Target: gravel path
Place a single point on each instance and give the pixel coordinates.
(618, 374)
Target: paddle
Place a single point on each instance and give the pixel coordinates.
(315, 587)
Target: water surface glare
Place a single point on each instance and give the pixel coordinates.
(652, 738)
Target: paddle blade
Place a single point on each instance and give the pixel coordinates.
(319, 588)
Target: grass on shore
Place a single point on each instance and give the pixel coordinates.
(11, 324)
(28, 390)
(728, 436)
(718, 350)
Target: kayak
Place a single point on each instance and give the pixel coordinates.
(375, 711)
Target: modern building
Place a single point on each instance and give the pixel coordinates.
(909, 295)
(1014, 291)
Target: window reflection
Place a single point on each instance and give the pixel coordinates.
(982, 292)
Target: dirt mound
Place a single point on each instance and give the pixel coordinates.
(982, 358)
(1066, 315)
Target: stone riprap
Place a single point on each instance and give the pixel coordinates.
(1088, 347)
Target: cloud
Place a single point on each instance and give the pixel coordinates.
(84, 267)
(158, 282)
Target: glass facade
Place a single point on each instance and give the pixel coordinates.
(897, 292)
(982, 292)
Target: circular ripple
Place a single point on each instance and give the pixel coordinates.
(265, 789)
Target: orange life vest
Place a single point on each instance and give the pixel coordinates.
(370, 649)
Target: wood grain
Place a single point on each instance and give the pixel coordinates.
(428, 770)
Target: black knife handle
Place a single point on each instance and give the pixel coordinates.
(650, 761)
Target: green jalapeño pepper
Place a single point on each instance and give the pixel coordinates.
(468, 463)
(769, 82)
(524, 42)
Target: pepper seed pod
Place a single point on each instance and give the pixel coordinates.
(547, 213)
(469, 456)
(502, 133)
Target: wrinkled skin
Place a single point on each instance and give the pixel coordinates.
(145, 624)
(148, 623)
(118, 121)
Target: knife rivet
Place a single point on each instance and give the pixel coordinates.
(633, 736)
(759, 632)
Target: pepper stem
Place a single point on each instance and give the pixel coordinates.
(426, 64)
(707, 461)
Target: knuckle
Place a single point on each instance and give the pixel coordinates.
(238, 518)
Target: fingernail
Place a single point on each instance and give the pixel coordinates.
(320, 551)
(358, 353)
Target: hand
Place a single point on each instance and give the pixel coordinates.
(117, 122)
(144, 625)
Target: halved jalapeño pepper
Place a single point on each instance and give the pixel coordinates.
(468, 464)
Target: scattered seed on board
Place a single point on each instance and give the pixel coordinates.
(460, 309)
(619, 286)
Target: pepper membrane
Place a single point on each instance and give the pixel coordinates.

**Goal:**
Starting at the line with "Target: wood grain" and continuing through the end of the records, write out every line again, requests included. Add 80 to each x and y value in the pixel coordinates of the answers.

**Expected answer:**
Target: wood grain
Place a single point on each instance and give the pixel coordinates.
(508, 850)
Target: black knife handle
Place a single point on each instance and give the pixel coordinates.
(730, 841)
Target: green jalapeño pepper
Place a single point on each instance and give the pixel coordinates.
(548, 543)
(849, 162)
(604, 122)
Target: pepper seed pod
Place a single point on each instance and give the pixel coordinates.
(627, 293)
(549, 536)
(582, 213)
Target: wrinkled skin
Place a single point on each instance and give the pixel coordinates.
(225, 704)
(228, 703)
(198, 201)
Target: knife rivet
Place a single point on each instance and give the pixel coordinates.
(713, 816)
(839, 712)
Target: pepper stem
Place a single point on each instance and give the pixel coordinates.
(506, 144)
(787, 541)
Target: knuckle
Place a single point on each instance and give the pixel coordinates.
(318, 598)
Target: fingernail
Place a single point on each instance and give the pixel coordinates.
(400, 631)
(438, 433)
Target: hand
Place a single point on each instance and give the pixel coordinates.
(197, 202)
(224, 705)
Target: halved jalapeño pepper
Place a single point on each instance and give the pixel coordinates.
(548, 544)
Target: scattered seed on board
Place a single point on each instance and give the pixel coordinates.
(540, 389)
(699, 366)
Target: pepper membrane
Place a single point on each instance and give the pixel coordinates.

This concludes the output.